_Excerpted records_.
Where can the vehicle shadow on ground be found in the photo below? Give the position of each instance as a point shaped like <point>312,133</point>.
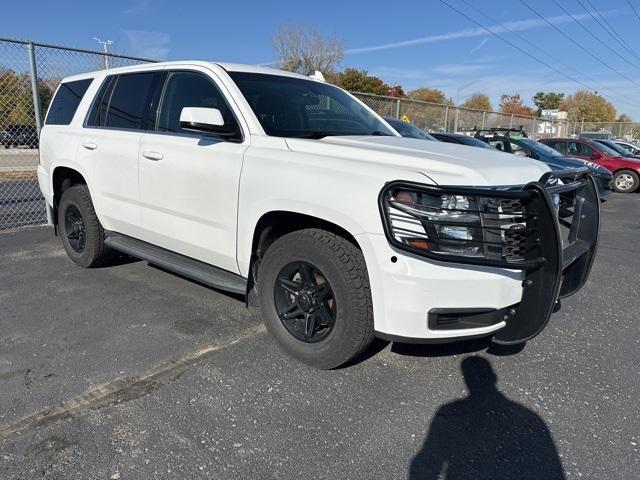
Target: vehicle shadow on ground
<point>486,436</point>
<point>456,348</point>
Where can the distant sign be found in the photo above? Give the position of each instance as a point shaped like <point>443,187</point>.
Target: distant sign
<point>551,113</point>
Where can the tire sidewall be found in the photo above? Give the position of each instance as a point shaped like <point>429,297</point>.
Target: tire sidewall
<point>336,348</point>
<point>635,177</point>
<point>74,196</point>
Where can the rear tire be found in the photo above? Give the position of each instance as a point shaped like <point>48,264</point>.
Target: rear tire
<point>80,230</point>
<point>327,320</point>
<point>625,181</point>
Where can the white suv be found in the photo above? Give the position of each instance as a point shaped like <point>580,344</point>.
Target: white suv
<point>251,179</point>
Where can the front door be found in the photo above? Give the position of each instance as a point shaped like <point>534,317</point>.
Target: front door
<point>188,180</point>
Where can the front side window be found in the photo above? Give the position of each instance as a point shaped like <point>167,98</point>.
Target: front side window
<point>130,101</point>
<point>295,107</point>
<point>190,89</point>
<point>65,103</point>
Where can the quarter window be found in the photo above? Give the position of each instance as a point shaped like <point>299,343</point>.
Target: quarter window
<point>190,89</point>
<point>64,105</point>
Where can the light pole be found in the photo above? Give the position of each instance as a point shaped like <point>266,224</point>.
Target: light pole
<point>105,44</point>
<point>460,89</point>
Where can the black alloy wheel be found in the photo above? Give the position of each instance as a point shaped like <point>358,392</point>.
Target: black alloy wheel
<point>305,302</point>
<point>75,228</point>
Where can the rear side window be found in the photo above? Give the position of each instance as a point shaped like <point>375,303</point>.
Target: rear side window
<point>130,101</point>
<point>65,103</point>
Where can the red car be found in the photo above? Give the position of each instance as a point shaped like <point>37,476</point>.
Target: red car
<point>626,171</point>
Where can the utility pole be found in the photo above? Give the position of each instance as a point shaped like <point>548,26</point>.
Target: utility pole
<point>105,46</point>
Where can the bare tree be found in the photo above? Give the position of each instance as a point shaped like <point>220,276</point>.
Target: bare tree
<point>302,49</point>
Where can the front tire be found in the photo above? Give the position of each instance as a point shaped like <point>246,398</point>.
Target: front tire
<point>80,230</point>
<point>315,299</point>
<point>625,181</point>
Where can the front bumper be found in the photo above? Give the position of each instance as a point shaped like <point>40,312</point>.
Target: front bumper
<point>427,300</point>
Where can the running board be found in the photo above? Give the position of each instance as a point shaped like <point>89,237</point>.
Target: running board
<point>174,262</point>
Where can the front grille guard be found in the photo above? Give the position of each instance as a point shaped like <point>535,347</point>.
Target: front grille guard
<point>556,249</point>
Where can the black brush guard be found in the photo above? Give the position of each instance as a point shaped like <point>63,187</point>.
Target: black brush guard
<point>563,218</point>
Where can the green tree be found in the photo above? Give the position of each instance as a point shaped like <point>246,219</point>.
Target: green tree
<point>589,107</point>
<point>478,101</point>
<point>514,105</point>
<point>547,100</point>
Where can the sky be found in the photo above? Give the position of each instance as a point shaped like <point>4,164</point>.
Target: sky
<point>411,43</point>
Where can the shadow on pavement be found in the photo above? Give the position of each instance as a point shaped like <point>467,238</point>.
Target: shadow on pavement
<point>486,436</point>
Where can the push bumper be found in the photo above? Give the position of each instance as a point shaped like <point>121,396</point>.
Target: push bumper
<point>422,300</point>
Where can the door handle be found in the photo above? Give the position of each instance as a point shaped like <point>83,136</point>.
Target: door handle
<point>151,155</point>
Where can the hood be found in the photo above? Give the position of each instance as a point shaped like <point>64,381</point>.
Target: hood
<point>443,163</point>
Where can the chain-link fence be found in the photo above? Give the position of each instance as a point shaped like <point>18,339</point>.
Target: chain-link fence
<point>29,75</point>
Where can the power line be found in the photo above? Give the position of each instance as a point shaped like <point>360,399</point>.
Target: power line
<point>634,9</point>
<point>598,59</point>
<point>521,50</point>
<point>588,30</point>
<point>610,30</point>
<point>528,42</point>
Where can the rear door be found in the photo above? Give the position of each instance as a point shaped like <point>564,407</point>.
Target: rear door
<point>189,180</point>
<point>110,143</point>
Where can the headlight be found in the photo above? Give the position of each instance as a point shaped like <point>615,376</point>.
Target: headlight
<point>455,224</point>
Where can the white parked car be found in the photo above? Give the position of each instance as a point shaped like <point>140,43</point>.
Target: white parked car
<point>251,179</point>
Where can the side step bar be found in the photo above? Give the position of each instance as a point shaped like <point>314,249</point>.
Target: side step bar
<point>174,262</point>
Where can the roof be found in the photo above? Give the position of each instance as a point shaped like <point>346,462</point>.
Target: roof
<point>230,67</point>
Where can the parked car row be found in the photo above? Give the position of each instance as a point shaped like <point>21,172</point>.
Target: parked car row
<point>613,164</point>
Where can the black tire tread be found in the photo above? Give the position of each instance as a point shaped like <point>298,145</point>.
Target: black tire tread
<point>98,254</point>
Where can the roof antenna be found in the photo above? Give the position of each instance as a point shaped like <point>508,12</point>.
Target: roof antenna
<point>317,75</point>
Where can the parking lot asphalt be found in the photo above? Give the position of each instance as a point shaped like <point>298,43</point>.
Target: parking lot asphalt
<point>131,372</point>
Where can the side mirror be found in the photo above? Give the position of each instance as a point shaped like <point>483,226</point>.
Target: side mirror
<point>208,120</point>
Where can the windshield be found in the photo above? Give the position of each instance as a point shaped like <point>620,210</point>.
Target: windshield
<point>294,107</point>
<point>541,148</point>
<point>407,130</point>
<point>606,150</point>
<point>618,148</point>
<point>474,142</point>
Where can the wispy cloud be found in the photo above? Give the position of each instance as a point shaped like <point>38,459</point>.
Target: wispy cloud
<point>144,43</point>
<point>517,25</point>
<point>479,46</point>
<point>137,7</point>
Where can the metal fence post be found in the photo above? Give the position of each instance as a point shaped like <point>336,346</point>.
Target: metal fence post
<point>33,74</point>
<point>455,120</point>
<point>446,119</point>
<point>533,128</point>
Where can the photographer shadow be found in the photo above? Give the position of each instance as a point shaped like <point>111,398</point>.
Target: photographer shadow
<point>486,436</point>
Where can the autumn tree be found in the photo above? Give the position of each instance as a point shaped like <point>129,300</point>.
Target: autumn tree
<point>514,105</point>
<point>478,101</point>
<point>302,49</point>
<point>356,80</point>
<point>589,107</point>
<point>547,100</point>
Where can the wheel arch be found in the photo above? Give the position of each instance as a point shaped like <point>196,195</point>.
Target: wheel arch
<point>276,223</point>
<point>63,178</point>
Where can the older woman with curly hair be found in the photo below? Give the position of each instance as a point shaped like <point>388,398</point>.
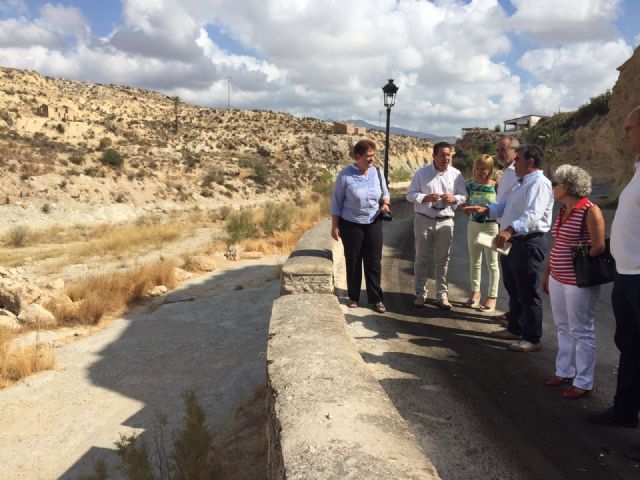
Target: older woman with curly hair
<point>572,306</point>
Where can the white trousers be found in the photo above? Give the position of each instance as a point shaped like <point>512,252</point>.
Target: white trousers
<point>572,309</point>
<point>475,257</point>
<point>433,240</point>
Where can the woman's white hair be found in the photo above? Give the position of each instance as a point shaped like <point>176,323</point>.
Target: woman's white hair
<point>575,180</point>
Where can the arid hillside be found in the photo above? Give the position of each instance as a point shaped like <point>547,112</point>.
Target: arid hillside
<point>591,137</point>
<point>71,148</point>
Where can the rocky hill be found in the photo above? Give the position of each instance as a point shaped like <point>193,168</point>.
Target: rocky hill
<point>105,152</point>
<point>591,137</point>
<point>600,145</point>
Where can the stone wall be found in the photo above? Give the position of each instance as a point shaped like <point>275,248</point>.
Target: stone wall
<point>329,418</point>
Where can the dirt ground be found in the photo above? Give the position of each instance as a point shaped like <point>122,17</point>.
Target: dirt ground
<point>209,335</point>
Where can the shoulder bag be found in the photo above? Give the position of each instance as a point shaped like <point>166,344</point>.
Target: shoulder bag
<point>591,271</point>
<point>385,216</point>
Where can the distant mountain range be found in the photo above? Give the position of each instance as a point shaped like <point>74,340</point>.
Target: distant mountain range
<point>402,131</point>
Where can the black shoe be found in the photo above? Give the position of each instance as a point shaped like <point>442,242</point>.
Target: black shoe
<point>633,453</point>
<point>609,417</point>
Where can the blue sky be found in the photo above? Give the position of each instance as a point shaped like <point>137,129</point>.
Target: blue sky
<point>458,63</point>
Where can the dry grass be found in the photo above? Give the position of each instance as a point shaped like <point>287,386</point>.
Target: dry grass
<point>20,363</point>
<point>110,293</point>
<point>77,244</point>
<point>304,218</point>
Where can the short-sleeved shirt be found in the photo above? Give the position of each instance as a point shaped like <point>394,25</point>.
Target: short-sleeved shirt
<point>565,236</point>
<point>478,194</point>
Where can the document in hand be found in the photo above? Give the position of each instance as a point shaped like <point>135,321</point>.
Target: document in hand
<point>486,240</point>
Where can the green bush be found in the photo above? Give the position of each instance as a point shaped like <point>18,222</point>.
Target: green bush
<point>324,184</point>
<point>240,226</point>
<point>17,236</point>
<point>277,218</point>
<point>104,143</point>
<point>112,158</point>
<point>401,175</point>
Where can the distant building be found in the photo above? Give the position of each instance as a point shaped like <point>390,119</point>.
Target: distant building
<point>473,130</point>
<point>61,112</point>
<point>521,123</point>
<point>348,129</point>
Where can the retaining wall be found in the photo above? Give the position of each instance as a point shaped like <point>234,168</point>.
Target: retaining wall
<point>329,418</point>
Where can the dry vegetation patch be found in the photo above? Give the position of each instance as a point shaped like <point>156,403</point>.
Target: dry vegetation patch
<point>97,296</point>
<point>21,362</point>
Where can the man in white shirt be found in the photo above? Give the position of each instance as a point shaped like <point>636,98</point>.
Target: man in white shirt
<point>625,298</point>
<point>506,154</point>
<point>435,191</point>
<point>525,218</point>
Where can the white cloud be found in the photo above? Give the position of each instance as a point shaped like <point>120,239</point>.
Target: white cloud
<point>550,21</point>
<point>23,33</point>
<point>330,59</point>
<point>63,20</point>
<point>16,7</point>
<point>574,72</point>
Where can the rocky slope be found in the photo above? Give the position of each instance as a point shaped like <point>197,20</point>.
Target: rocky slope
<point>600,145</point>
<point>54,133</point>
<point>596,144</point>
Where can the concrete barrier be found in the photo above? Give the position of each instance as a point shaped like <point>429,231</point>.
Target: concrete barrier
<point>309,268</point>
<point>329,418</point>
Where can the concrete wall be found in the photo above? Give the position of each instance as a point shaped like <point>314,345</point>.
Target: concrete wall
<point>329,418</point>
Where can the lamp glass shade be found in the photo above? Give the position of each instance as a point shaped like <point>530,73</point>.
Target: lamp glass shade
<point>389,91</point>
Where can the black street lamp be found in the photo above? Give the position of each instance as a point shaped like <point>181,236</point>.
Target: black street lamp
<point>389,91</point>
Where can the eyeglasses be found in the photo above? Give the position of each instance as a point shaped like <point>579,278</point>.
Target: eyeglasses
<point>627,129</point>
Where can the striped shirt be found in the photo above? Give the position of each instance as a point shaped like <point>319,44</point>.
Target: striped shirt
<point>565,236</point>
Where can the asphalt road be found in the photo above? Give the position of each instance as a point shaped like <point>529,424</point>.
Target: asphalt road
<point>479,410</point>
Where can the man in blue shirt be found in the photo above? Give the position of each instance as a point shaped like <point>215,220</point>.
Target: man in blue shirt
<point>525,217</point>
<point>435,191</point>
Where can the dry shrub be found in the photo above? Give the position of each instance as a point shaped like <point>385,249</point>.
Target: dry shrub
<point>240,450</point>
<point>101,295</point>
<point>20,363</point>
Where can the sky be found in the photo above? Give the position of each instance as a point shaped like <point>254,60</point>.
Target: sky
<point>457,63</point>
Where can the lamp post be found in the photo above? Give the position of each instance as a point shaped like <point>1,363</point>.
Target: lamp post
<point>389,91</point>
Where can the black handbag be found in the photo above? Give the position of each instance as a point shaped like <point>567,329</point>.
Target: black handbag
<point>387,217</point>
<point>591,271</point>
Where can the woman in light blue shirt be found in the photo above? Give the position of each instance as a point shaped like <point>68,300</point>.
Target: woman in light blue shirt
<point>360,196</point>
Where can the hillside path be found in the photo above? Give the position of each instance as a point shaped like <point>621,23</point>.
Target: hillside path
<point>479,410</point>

_Work to complete_.
Find where the line with "Where can the white trousers" sits in the material above, then copy exactly from it through the line with "Where can the woman's". Add no other line.

_Task answer_.
Where can the white trousers be found in the photo above? Give the position of each instance as a point shaped like <point>512,252</point>.
Target: white trousers
<point>572,309</point>
<point>475,257</point>
<point>433,240</point>
Where can the woman's white hair be found in the photo above? Give the position of each instance as a point shaped like <point>176,323</point>.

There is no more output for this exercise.